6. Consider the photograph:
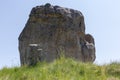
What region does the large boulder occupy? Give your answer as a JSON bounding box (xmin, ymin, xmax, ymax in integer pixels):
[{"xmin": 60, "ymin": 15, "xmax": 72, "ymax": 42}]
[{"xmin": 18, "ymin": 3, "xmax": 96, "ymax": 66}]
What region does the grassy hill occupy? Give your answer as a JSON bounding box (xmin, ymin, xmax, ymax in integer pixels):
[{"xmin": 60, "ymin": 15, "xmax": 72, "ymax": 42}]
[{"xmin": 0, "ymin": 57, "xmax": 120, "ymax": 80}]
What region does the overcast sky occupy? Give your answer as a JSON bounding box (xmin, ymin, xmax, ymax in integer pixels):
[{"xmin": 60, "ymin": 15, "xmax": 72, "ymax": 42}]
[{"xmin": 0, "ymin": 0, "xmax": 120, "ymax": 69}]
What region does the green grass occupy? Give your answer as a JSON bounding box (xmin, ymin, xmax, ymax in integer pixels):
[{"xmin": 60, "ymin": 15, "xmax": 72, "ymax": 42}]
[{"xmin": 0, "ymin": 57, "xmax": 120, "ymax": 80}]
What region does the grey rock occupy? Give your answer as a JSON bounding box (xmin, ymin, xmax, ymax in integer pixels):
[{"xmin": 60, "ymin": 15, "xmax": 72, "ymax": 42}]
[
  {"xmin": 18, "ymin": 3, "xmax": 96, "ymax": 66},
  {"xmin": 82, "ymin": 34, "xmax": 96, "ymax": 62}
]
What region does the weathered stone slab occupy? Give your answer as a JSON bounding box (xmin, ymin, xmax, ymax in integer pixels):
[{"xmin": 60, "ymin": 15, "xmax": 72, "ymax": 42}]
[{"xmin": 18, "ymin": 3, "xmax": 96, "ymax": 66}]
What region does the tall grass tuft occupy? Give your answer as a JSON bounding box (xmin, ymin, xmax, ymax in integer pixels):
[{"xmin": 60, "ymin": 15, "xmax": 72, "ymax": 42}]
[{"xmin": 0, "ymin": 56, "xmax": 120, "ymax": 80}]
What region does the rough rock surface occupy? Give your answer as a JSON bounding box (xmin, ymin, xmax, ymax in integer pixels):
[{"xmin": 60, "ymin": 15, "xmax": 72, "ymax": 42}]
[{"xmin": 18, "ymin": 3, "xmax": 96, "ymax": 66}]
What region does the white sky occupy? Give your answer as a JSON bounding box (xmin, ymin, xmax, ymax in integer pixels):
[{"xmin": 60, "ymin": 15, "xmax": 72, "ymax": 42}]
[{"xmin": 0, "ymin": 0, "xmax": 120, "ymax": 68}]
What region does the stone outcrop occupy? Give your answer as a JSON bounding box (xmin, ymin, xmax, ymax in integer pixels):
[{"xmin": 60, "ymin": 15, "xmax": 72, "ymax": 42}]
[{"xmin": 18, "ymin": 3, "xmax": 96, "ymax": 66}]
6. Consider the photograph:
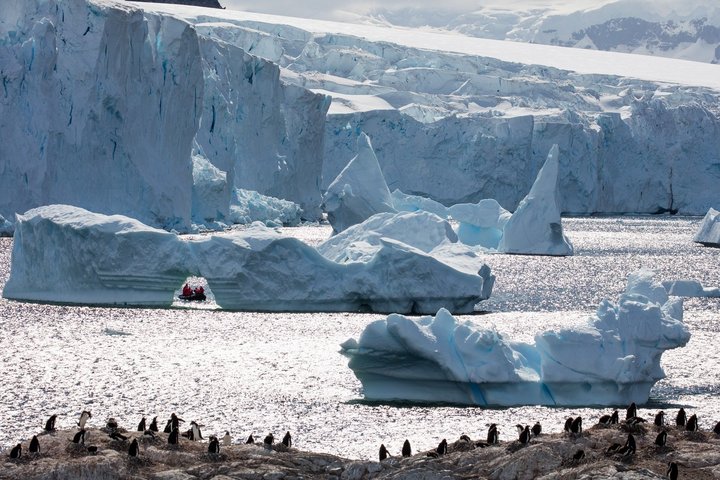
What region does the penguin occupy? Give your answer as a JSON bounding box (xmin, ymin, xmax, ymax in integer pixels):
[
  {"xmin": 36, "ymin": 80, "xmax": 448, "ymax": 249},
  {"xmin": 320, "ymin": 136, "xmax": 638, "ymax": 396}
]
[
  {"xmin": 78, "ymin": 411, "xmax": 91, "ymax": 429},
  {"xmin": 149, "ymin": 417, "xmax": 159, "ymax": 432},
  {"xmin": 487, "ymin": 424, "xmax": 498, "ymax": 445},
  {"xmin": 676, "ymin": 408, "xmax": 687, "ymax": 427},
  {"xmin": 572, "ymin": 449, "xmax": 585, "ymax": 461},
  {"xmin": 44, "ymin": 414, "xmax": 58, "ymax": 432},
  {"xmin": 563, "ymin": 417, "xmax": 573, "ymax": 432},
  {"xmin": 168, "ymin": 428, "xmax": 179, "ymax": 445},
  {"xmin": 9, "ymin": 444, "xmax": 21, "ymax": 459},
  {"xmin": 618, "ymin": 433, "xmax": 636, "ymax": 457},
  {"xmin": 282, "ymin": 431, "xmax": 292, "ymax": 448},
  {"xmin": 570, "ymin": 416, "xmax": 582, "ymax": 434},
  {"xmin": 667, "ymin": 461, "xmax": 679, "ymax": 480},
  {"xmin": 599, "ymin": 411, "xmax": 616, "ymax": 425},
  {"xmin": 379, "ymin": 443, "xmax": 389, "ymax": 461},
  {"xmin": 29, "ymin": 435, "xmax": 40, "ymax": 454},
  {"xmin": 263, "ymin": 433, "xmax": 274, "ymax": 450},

* * *

All of the data gets printed again exactly; the pictures do not.

▶ [RESPONSE BELOW]
6. Consider the photograph:
What region does the large boulder occupy? Give your answer as a JSON bounding box (xmin, ymin, xmax, ymax in integer pixels):
[{"xmin": 60, "ymin": 15, "xmax": 72, "ymax": 42}]
[{"xmin": 18, "ymin": 3, "xmax": 96, "ymax": 66}]
What region does the grassy hill occupy? Give your answer as a JSON bounding box (xmin, ymin, xmax, ymax in integer pixels):
[{"xmin": 60, "ymin": 15, "xmax": 72, "ymax": 42}]
[{"xmin": 0, "ymin": 57, "xmax": 120, "ymax": 80}]
What region does the overcast sky occupy? Give your answer as a JSON bounding box (xmin, ymin, xmax, ymax in integer pixels):
[{"xmin": 60, "ymin": 15, "xmax": 72, "ymax": 42}]
[{"xmin": 0, "ymin": 0, "xmax": 120, "ymax": 69}]
What region does the green grass occupy? Give your answer as a JSON bounding box (xmin, ymin, xmax, ymax in integer pixels):
[{"xmin": 60, "ymin": 15, "xmax": 72, "ymax": 42}]
[{"xmin": 0, "ymin": 57, "xmax": 120, "ymax": 80}]
What region does the grey rock occupy? Give your answer as a JSON bounding box (xmin, ymin, xmax, ymax in integer pixels):
[{"xmin": 60, "ymin": 15, "xmax": 72, "ymax": 42}]
[
  {"xmin": 18, "ymin": 3, "xmax": 96, "ymax": 66},
  {"xmin": 82, "ymin": 34, "xmax": 96, "ymax": 62}
]
What region does the weathered stone slab occupy? Give your answer as a JSON bounding box (xmin, ymin, xmax, ymax in integer pixels):
[{"xmin": 60, "ymin": 15, "xmax": 72, "ymax": 42}]
[{"xmin": 18, "ymin": 3, "xmax": 96, "ymax": 66}]
What region does the tall grass tuft occupy? Give your answer as a JSON bounding box (xmin, ymin, xmax, ymax in integer pixels):
[{"xmin": 60, "ymin": 15, "xmax": 72, "ymax": 42}]
[{"xmin": 0, "ymin": 56, "xmax": 120, "ymax": 80}]
What region does the rough rock surface occupy? Give your answer as a JSON bounding box (xmin, ymin, xmax, ymax in integer pixels):
[{"xmin": 60, "ymin": 15, "xmax": 72, "ymax": 42}]
[{"xmin": 18, "ymin": 3, "xmax": 96, "ymax": 66}]
What region does the white sky occupy? Give your answer as a JSON bounding box (xmin, ymin, xmax, ymax in integer pixels):
[{"xmin": 60, "ymin": 15, "xmax": 72, "ymax": 42}]
[{"xmin": 0, "ymin": 0, "xmax": 120, "ymax": 68}]
What region does the stone outcrop occupy? Give your answer as a JSON bounding box (xmin, ymin, xmax, ymax in integer pixels):
[{"xmin": 60, "ymin": 15, "xmax": 72, "ymax": 42}]
[{"xmin": 18, "ymin": 3, "xmax": 96, "ymax": 66}]
6. Consider the photograph:
What region does the penguin occupy? Give your answer as a JSON bounding box (xmin, ymin, xmax, ymax in integer pixels):
[
  {"xmin": 36, "ymin": 80, "xmax": 448, "ymax": 249},
  {"xmin": 320, "ymin": 136, "xmax": 638, "ymax": 396}
]
[
  {"xmin": 78, "ymin": 411, "xmax": 91, "ymax": 429},
  {"xmin": 149, "ymin": 417, "xmax": 159, "ymax": 432},
  {"xmin": 487, "ymin": 424, "xmax": 498, "ymax": 445},
  {"xmin": 676, "ymin": 408, "xmax": 687, "ymax": 427},
  {"xmin": 572, "ymin": 449, "xmax": 585, "ymax": 461},
  {"xmin": 44, "ymin": 414, "xmax": 58, "ymax": 432},
  {"xmin": 563, "ymin": 417, "xmax": 573, "ymax": 432},
  {"xmin": 168, "ymin": 428, "xmax": 179, "ymax": 445},
  {"xmin": 9, "ymin": 444, "xmax": 21, "ymax": 459},
  {"xmin": 618, "ymin": 433, "xmax": 636, "ymax": 457},
  {"xmin": 282, "ymin": 431, "xmax": 292, "ymax": 448},
  {"xmin": 570, "ymin": 416, "xmax": 582, "ymax": 434},
  {"xmin": 667, "ymin": 461, "xmax": 679, "ymax": 480},
  {"xmin": 599, "ymin": 411, "xmax": 616, "ymax": 425},
  {"xmin": 379, "ymin": 443, "xmax": 389, "ymax": 461},
  {"xmin": 29, "ymin": 435, "xmax": 40, "ymax": 454},
  {"xmin": 263, "ymin": 433, "xmax": 274, "ymax": 450},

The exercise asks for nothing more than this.